__Required work__.
Reproduce all of the records below with each occurrence of "Detect" replaced by "Locate", leaving everything else unchanged. Omit the pictures.
____
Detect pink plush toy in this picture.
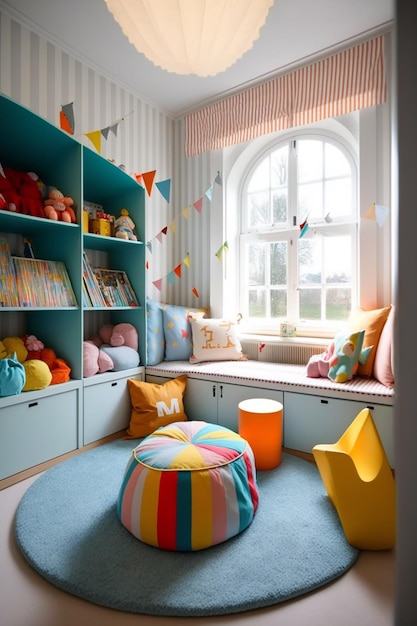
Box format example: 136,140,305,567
83,341,114,378
92,324,138,352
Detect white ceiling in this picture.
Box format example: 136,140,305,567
0,0,395,117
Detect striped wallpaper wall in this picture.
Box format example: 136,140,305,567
185,36,387,156
0,9,216,306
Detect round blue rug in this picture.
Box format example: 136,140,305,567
15,440,359,617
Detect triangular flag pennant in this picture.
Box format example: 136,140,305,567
206,185,213,202
167,272,175,285
375,204,388,228
59,102,75,135
155,179,171,202
142,170,156,196
193,198,203,213
363,202,376,222
85,130,101,154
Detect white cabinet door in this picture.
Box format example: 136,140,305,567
217,383,283,432
284,392,394,467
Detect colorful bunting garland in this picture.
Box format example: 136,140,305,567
59,102,75,135
152,252,191,291
215,241,229,263
363,202,389,228
146,172,221,253
83,111,133,154
148,172,223,298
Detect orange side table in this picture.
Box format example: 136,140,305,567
238,398,283,470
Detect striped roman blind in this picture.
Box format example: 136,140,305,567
185,36,386,156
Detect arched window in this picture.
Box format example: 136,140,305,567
239,130,359,334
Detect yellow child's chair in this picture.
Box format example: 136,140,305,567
313,409,396,550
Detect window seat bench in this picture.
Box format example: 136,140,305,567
145,360,395,467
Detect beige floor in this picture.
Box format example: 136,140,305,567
0,477,395,626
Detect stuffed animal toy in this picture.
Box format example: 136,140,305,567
328,330,372,383
307,330,372,383
0,353,26,398
84,323,140,376
44,188,77,224
3,337,28,363
114,209,137,241
22,359,52,391
0,164,21,213
83,341,114,378
92,323,138,352
0,167,45,217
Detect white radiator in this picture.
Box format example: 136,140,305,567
241,340,328,365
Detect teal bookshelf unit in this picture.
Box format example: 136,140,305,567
0,95,146,488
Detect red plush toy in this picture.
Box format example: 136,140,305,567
44,189,77,223
0,164,45,217
4,167,45,217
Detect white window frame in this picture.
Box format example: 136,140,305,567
239,132,359,336
210,109,396,337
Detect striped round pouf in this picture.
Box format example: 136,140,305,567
117,421,258,551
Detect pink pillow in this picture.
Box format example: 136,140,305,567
374,306,395,389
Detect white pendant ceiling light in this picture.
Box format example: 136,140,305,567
105,0,274,76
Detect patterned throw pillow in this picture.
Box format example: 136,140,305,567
125,374,187,439
190,319,247,363
146,298,165,365
162,304,207,361
347,306,391,377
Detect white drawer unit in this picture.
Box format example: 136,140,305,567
284,392,394,467
0,389,79,480
83,367,144,445
146,375,283,432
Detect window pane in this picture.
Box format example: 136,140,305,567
248,243,266,287
248,191,269,228
324,143,351,178
271,289,288,318
272,189,288,224
248,157,270,193
322,236,352,283
270,241,287,285
298,238,322,285
299,289,321,320
298,182,324,219
249,289,266,317
324,178,352,217
326,288,352,321
297,139,323,183
271,145,288,187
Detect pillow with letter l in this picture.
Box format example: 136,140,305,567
190,319,247,363
125,374,187,439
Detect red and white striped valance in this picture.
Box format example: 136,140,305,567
185,36,386,156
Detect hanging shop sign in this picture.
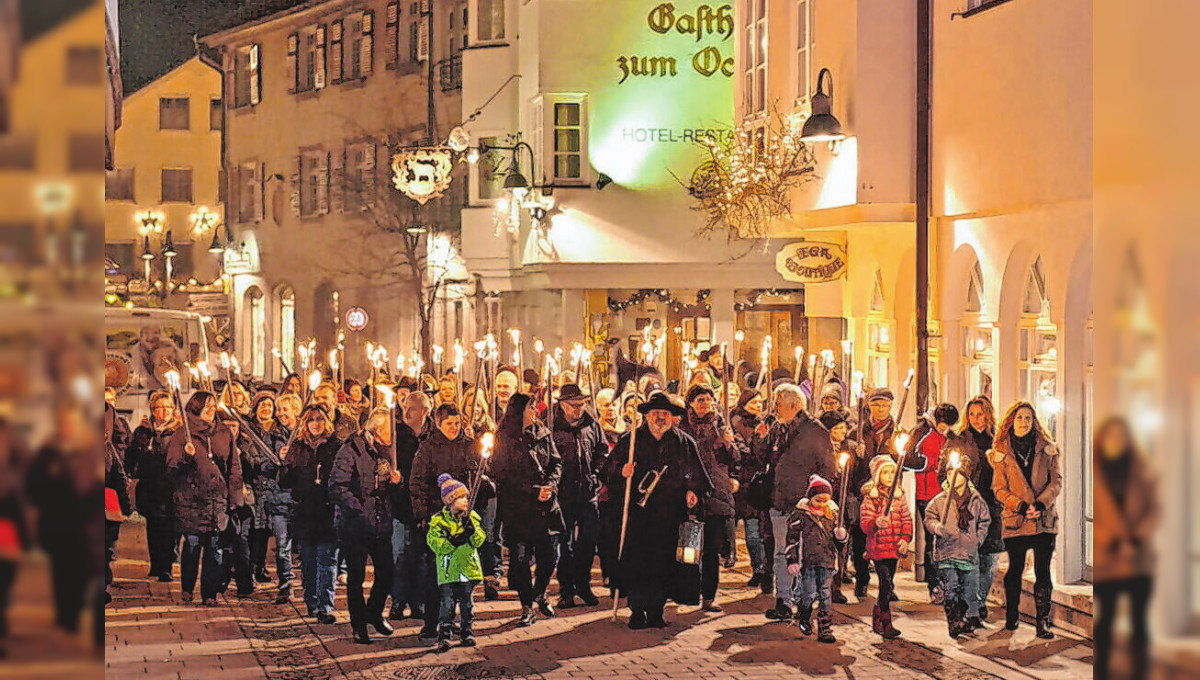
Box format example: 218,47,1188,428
391,148,454,205
346,307,371,332
775,241,846,283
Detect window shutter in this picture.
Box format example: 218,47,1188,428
329,148,346,213
359,10,374,76
329,19,342,83
384,2,400,67
254,163,266,222
317,152,330,215
312,24,325,90
250,43,263,104
226,166,241,223
289,156,304,217
288,34,300,92
360,139,376,209
416,16,430,61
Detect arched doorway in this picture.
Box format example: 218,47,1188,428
1018,255,1062,438
275,283,296,379
960,259,996,401
242,285,266,380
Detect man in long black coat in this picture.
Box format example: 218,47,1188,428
605,392,712,630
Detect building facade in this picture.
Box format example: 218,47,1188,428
204,0,474,380
463,0,809,375
736,0,1092,583
0,2,107,297
104,58,228,321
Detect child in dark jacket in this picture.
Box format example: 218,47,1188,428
925,451,991,639
786,475,840,644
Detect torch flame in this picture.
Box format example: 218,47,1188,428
376,385,396,409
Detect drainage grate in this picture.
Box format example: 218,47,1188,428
391,663,545,680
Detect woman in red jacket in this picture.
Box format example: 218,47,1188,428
859,456,912,638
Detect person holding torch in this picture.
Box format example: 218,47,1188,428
924,449,991,639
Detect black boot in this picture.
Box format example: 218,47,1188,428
458,621,475,646
1033,585,1054,640
796,607,812,636
763,597,792,624
817,612,838,644
350,624,371,644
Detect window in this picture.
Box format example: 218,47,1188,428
383,2,404,68
472,0,504,44
288,25,325,92
535,95,587,183
343,142,376,212
162,168,192,203
104,168,133,200
343,11,374,80
742,0,767,116
246,288,266,380
158,97,191,130
209,97,224,130
300,150,329,217
66,46,104,85
796,0,812,103
67,133,104,173
278,285,296,381
230,44,263,108
229,162,263,223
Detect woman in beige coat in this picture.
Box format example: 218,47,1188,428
988,402,1062,639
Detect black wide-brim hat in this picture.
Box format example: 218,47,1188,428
637,392,688,416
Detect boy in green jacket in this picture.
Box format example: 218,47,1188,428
425,474,487,652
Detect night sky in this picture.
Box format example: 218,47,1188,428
120,0,304,94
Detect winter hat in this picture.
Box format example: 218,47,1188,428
817,409,846,429
866,387,896,403
438,473,467,506
684,383,716,404
821,383,844,404
804,475,833,498
871,455,896,485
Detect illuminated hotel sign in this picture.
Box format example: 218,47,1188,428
588,0,737,192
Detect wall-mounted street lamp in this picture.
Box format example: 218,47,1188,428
800,68,846,143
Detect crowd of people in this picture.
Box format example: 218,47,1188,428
88,347,1145,666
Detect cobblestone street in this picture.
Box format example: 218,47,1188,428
104,523,1092,680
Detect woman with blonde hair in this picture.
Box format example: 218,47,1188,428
280,405,341,624
988,402,1062,639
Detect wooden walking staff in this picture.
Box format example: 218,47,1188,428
376,385,396,470
942,449,962,523
167,368,192,448
833,453,850,541
467,432,496,511
883,432,908,516
896,368,916,427
612,410,638,621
____
__Solution to this task__.
Locate pink plush toy in this picture.
Box format example: 136,140,305,567
83,341,114,378
92,324,138,352
Locate white ceiling in this picture.
Box format example: 136,140,305,567
0,0,395,117
Locate striped wallpaper wall in this picture.
Box format example: 136,140,305,567
185,36,387,156
0,9,216,306
Locate round blue rug in this picture.
Box format example: 136,140,305,567
15,440,359,617
Locate triangular flag pennant in this picture.
Box format example: 136,140,305,567
206,185,213,202
167,272,175,285
375,204,388,228
59,102,75,135
155,179,171,202
142,170,156,196
193,198,203,213
363,202,376,222
85,130,101,154
Locate white cabinet door in this picture.
Box format example: 136,140,305,567
217,383,283,432
284,392,394,467
Locate colorful bunting garland in this picture.
Box format example: 136,140,305,567
59,102,75,135
152,252,191,291
215,241,229,263
363,202,389,228
146,172,221,253
83,111,133,154
148,172,223,298
Locate orange side table in this picture.
Box format example: 136,140,305,567
238,398,283,470
Locate striped roman blind in this picture.
Box format example: 136,140,305,567
185,36,386,156
Locate arched window in this picture.
Box format example: 136,140,305,567
239,130,359,334
Locate yellow child's chair in this picture.
Box format example: 136,140,305,567
313,409,396,550
Locate window seat bench in this picture.
Box format example: 136,140,305,567
145,360,395,467
Locate beige floor in this picture.
Box format example: 136,140,305,567
0,477,395,626
Locate stuffed animal toy in this picture.
Box format example: 136,140,305,567
328,330,372,383
307,330,372,383
0,353,26,398
84,323,140,376
44,188,77,224
3,337,28,363
114,209,137,241
22,359,52,391
0,164,21,213
83,341,114,378
92,323,138,352
0,167,45,217
Locate white radiator in this picture.
Box format example: 136,140,305,567
241,340,328,365
Locate teal bookshelf unit in this picture.
Box format example: 136,140,305,567
0,95,146,488
Locate red plush toy in this picture.
Box format example: 136,140,305,567
44,189,77,223
0,164,45,217
4,167,45,217
Locate white window frame in this picture.
Box format example: 136,140,305,567
239,132,359,336
210,109,396,337
Locate striped round pouf in this picture.
Box format example: 136,140,305,567
117,421,258,551
Locate pink pillow in this picture.
Box format example: 136,140,305,567
374,306,395,389
Locate white pendant ceiling light in this picture.
Box format example: 136,140,305,567
105,0,274,76
Locate patterned throw pillow in this picture.
Box format example: 136,140,305,567
125,374,187,439
190,319,247,363
146,298,165,365
162,304,207,361
347,306,391,377
Locate white drawer unit in this picture.
Box format example: 136,140,305,567
284,392,394,467
0,389,79,480
83,367,144,445
146,375,283,432
Locate window pane in this picture.
Box format example: 136,140,305,567
248,243,266,287
248,191,269,228
324,143,351,178
271,289,288,318
272,189,288,224
248,157,270,193
322,236,352,283
270,241,287,285
298,238,322,285
299,289,321,320
298,182,324,219
249,289,266,317
324,178,352,217
326,288,352,321
297,139,323,183
271,145,288,187
Locate pillow with letter l in this picture.
Box format example: 136,140,305,567
190,319,247,363
125,374,187,439
Locate red and white striped valance in this picture.
Box format example: 136,140,305,567
185,36,386,156
Locate hanging shop sign in this picture.
Box format example: 218,47,1188,428
391,148,454,205
346,307,371,332
775,241,846,283
Locate window shutter in this picture.
Box format example: 218,47,1188,428
329,148,346,213
359,10,374,76
329,19,342,83
384,2,400,67
254,163,266,222
317,152,330,215
312,24,325,90
250,43,263,104
226,166,241,223
289,156,304,217
288,34,300,92
360,139,376,209
416,16,430,61
Locate arched doorway in this picture.
Box format example: 218,47,1188,428
1018,255,1062,438
275,283,296,379
960,259,996,401
242,285,266,380
Locate man in long black coat in this picture.
Box format example: 218,47,1188,428
605,392,712,630
Locate building facade in this picture.
Box format example: 218,47,1188,428
204,0,474,380
463,0,809,375
736,0,1092,583
0,2,107,297
104,58,228,321
Locate child in dark jacket in this picture.
Box format example: 218,47,1188,428
925,451,991,639
786,475,840,644
Locate torch flame in this picture.
Box format example: 218,47,1188,428
376,385,396,409
Locate drainage grate in this picture.
Box format example: 218,47,1188,428
391,663,545,680
Locate woman in red jacket in this picture.
Box format example: 218,47,1188,428
859,456,912,638
Locate person holding torch in this picture.
Box format example: 218,47,1188,428
924,449,991,639
Locate black boot in this picture.
Box format example: 218,47,1188,428
458,621,475,646
1033,585,1054,640
796,607,812,636
763,597,792,624
817,612,838,644
350,624,371,644
Locate window in this picture.
Box format example: 218,47,1188,428
383,2,404,68
472,0,504,44
288,25,325,92
535,95,587,183
343,142,376,212
162,168,192,203
104,168,133,200
343,11,374,80
742,0,767,116
246,288,266,380
158,97,191,130
209,97,224,130
300,150,329,217
66,46,104,85
796,0,812,103
67,133,104,173
278,285,296,381
230,44,263,108
229,162,263,223
Locate woman in beige coat in this picture.
Box format example: 218,47,1188,428
988,402,1062,639
Locate black wide-brim hat in this picture.
Box format example: 218,47,1188,428
637,392,688,416
Locate boy in green jacket in this picture.
Box format example: 218,47,1188,428
425,474,487,652
Locate night sky in this picture.
Box format example: 218,47,1188,428
120,0,304,94
Locate winter hat in this picture.
Box format example: 218,47,1188,428
817,409,846,429
866,387,896,403
438,473,467,506
684,383,716,404
821,383,844,404
804,475,833,498
871,455,896,485
Locate illuminated hotel sign in this picture.
Box format example: 218,47,1188,428
588,0,737,192
Locate wall-mounted street lamp in this picture.
Box format example: 218,47,1188,428
800,68,846,143
Locate crowd of people in this picture.
Box format example: 218,47,1188,428
88,347,1145,666
Locate cobblestone street in this picture.
Box format example: 218,47,1188,428
104,523,1092,680
Locate woman with blonde hair in this picture.
Box format example: 218,47,1188,428
280,405,341,624
988,402,1062,639
Locate wooden walking staff in this picture.
Box format example: 218,47,1188,428
376,385,396,470
942,449,962,523
167,368,192,448
833,453,850,541
467,432,496,511
883,432,908,516
896,368,916,427
612,410,638,621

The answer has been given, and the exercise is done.